►
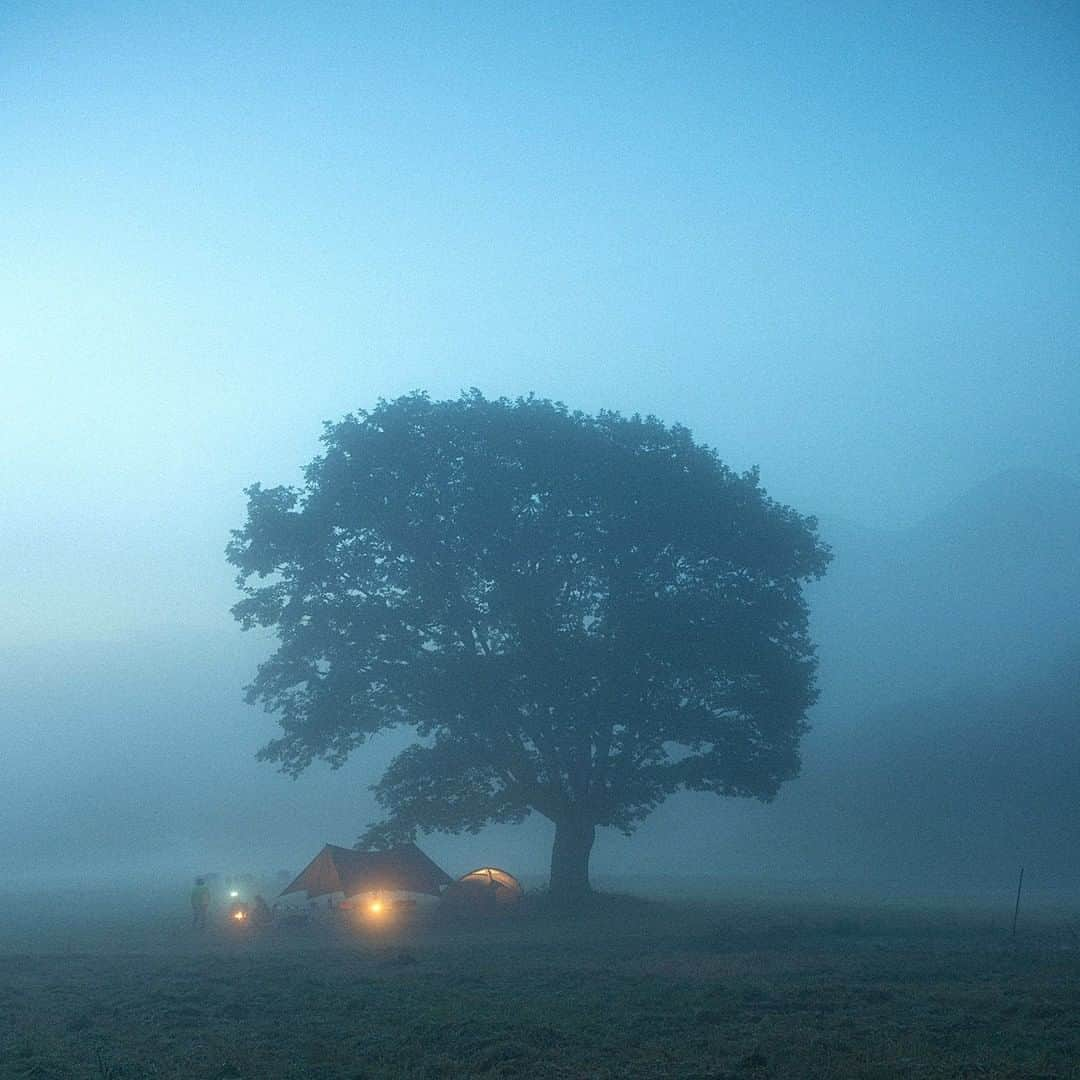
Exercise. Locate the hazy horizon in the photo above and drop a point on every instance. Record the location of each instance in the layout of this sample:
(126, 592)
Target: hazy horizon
(840, 245)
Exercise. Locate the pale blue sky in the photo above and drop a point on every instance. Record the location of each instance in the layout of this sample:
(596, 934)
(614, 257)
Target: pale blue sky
(836, 240)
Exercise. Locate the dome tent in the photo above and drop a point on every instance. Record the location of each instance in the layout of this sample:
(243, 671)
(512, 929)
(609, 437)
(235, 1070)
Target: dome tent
(475, 887)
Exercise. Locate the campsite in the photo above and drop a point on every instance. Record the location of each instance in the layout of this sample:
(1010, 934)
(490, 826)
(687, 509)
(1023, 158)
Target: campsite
(539, 540)
(744, 986)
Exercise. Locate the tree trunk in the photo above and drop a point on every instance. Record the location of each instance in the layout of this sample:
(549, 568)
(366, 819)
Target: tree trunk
(569, 861)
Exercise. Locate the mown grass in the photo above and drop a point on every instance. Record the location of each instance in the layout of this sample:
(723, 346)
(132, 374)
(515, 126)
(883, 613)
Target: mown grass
(631, 989)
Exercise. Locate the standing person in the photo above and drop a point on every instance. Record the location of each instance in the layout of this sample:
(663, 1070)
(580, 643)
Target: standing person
(200, 904)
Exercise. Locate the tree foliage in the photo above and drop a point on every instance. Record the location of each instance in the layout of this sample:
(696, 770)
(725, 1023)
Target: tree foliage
(577, 615)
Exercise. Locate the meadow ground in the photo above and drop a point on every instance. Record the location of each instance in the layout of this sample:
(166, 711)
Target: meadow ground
(744, 989)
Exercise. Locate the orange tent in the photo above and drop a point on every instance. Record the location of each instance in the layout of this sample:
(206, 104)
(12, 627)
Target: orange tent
◄
* _REQUIREMENTS_
Pictures appear in the records above. Output everything except them, exactly.

* _RESPONSE TO THE EXERCISE_
Exercise. Locate the hazy horizon in the photo above and drop a point on every instance. Record the location of each instance in the layout of this sample:
(126, 592)
Target: hazy horizon
(840, 245)
Exercise. Locate the pale blue sky in the photo above and drop a point on every instance. Record the location of each instance in the layout of this sample:
(596, 934)
(614, 257)
Target: pale blue sky
(836, 240)
Exercise. Locate the dome tent in the photo above and drop a point on every instance. Record the location of each instance in the layout of this sample:
(243, 671)
(512, 929)
(609, 437)
(235, 1070)
Target: dome tent
(475, 887)
Exercise. Locate the campsite in the photo above and drop a point on every instance. Record the location of each instance in the layout of this sample:
(1010, 934)
(490, 826)
(687, 509)
(1023, 158)
Target: campsite
(539, 540)
(744, 986)
Exercise. Locate the tree trunk in the photo above and drop a point on every instance. Record the location of each instance in the layout of this sample:
(549, 568)
(366, 819)
Target: tree trunk
(569, 861)
Exercise. Locate the mown grass in the photo above and drop a point on every instance. Record the location of each instance in the layout of this sample:
(723, 346)
(132, 374)
(515, 126)
(883, 613)
Target: mown grass
(631, 989)
Exercise. Locate the standing person in the photo above and drop a point on every instance. Record the location of each instance in the layout of this sample:
(663, 1070)
(580, 643)
Target: standing person
(200, 904)
Exercise. Locate the tree foliage in the photo above and drop a point on every instance. Record the location of each instance in the layout of this sample:
(696, 770)
(725, 1023)
Target: tree foliage
(577, 615)
Exercise. Locate the meadow ground in the photo above and drop a point on every instance. Record the location of each instance in the layout of this sample:
(166, 711)
Target: meadow ground
(744, 989)
Exercise. Locate the orange tent in the photo above and drop a point on every instance. Record the location of each instance in the layout of this sample:
(206, 104)
(12, 627)
Target: orange tent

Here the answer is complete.